What you should do: From the editorial on Virginia's Medicaid expansion, return everything from "If the state" down to "expand the program.", copied word for word.

Published by the Virginian-Pilot on November 7, 2013
The financial case for states to expand Medicaid, as provided through the 2010 Affordable Care Act, has been well established.
Over the next five years, Virginians will pay $10 billion in new federal taxes associated with implementation of the health care and insurance industry overhaul. The federal government has offered to send nearly all of that money back to the commonwealth if state leaders expand the eligibility criteria for lower-income people to receive health insurance coverage through Medicaid.
If the state doesn’t expand Medicaid eligibility, Virginia’s taxpayers will see their money go to other states, where it will be used to create jobs and improve the health of poorer residents. Twenty-five states have agreed to expand the program.
From a fiscal sense, rejecting the return of Virginia tax dollars to Virginia makes no sense. Based on Tuesday’s election results, more Virginians appear to recognize as much, given that they elected as their next governor Terry McAuliffe, a Democrat who campaigned on a pledge to expand Medicaid.
The financial cost of refusing to expand Medicaid is overshadowed by the human toll. As The Pilot’s Amy Jeter recently reported, Virginia’s intransigence ensures that about 47,000 people here in South Hampton Roads will continue to be denied coverage.
They earn less than 138 percent of the federal poverty level – about $15,415 for one person, and $31,809 for a family of four – making them ineligible to receive the subsidies better-paid people can receive to buy insurance.
Virginia has long held an embarrassing place among the stingiest states for Medicaid spending. It ranks No. 46, according to a study published earlier this year by the state Joint Legislative Audit and Review Commission.
Virginia’s current eligibility criteria restricts Medicaid only to pregnant women, children, the elderly and disabled and families living in abject poverty. A family of four with an annual household income greater than $7,146 earns too much to qualify. Moreover, Census data show 70 percent of Virginia’s uninsured live in households where at least one adult works.
Opponents of expanding Medicaid have alternated between claims that the federal government will never live up to its pledge to cover the statutorily designated minimum of 90 percent of costs in 2021, and that Virginia’s Medicaid costs are already too high.
Neither claim is based in reality. Virginia, for example, relies on the federal government to abide by federal law on all kinds of matters related to spending, including transportation and education. Gov. Bob McDonnell and other elected officials aren’t rejecting federal funds for those initiatives because of a sudden anxiety over the national debt. Medicaid should be no different.
Meanwhile, opponents have managed to conflate two separate programs within the umbrella of Medicaid to stir anxiety over the state’s costs. Critical care coverage is provided to the disabled and elderly, who account for one-third of the people covered by Medicaid in Virginia, but two-thirds of the spending. Lawmakers have shown little stomach for reining in those costs.
The remaining two-thirds of Virginians on Medicaid live in extreme poverty, or are low-income pregnant women and children. Their managed health care represents about one-third of Virginia’s spending on Medicaid. This is the portion of Medicaid that the ACA seeks to expand and fully fund for the next three years through federal tax dollars that Virginians already will pay.
It is also the most efficient form of Medicaid, and expansion is expected to provide coverage to close to 250,000 uninsured Virginians, the majority of them working folks.Their plight, like the obvious math that would relieve it, remains ignored by the current governor and his political allies in Richmond.

Data listing:

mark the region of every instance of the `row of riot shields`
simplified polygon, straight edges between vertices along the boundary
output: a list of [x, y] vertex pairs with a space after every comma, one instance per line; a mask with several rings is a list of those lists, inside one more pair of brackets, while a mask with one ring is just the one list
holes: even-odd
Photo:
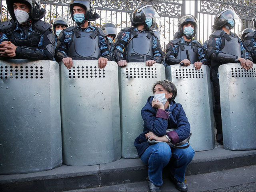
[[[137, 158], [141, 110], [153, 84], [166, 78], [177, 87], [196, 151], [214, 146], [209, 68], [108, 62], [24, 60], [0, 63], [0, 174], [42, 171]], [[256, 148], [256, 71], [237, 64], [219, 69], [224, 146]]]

...

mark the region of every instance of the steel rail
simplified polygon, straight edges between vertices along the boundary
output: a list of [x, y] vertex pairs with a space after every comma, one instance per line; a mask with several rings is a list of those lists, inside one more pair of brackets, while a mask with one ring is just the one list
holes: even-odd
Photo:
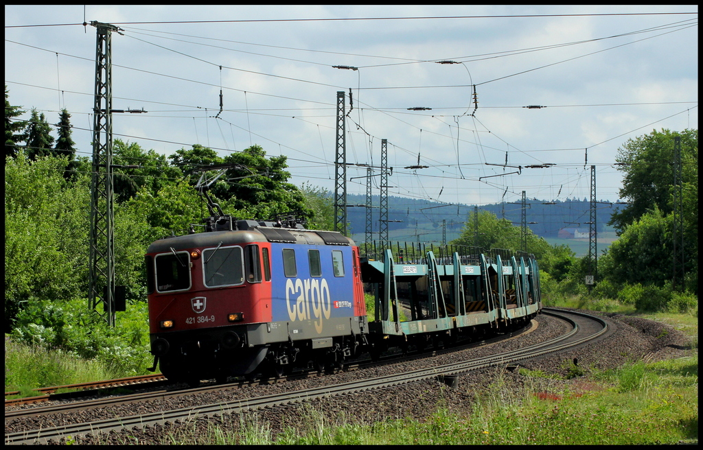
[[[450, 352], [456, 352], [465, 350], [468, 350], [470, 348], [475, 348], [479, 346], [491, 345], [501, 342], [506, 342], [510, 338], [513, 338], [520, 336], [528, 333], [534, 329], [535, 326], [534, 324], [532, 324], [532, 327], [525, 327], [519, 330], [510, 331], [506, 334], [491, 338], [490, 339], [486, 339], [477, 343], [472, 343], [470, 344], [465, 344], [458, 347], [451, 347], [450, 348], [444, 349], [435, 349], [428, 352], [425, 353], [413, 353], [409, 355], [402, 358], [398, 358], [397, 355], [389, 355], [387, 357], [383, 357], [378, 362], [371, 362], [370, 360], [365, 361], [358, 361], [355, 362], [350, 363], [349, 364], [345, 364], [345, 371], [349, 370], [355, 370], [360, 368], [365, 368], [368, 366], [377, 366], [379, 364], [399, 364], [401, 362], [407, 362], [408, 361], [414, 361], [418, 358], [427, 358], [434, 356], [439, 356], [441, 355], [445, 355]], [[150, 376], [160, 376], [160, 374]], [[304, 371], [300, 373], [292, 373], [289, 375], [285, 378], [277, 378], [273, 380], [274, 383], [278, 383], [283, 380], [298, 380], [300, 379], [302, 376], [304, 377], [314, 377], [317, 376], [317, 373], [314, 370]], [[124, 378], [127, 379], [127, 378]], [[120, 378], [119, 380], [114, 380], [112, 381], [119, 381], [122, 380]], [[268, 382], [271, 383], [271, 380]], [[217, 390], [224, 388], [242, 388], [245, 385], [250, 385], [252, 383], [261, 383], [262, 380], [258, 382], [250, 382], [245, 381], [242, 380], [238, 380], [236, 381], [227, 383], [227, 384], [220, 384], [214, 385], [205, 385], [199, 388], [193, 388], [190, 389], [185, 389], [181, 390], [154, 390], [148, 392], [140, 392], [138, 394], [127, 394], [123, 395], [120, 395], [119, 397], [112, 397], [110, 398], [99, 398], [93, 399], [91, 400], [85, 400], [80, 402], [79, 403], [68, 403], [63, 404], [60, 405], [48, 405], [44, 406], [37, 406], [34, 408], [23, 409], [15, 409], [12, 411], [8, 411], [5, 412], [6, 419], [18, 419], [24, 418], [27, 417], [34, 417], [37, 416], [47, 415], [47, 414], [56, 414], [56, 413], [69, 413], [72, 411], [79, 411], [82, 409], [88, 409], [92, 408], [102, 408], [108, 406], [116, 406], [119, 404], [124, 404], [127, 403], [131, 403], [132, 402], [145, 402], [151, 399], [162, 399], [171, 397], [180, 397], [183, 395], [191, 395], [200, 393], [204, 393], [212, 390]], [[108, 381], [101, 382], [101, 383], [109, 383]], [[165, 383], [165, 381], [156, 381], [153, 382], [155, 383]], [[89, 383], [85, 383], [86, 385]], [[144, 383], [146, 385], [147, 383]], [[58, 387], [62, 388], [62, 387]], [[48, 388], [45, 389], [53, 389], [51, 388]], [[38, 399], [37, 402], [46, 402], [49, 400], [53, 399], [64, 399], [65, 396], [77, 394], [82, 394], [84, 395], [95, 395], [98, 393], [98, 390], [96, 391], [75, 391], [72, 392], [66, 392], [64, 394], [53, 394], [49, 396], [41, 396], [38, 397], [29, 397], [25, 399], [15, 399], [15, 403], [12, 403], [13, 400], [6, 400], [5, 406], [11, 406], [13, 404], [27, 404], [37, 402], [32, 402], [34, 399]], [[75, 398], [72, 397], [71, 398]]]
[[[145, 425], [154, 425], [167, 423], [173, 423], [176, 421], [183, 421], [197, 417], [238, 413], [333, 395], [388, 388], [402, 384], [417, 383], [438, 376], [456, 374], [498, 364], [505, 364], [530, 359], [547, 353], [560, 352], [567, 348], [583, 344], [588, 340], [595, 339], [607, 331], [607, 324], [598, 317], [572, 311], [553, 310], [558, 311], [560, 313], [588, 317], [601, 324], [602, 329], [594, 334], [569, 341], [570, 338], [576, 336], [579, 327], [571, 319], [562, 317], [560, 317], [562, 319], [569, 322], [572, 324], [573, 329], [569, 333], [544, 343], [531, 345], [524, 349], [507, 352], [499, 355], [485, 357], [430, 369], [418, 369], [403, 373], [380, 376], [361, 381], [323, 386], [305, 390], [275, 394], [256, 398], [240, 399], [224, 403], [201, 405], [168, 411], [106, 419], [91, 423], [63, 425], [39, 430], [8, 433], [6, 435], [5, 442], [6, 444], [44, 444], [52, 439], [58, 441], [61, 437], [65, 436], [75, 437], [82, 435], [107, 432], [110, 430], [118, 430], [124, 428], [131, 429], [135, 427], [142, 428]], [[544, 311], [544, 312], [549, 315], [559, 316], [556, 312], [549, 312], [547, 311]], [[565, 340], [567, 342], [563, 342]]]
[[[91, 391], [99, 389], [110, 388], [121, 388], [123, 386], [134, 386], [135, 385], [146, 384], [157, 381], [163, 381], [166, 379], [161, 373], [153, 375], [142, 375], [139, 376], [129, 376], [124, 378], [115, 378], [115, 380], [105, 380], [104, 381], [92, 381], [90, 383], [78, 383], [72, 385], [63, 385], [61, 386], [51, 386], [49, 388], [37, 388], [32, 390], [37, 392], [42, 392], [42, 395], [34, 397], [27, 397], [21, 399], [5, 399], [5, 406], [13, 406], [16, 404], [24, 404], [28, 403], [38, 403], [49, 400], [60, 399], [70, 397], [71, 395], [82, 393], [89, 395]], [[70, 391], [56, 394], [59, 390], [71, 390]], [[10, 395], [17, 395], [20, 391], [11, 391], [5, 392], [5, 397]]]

Response:
If the state doesn’t expand Medicaid eligibility, Virginia’s taxpayers will see their money go to other states, where it will be used to create jobs and improve the health of poorer residents. Twenty-five states have agreed to expand the program.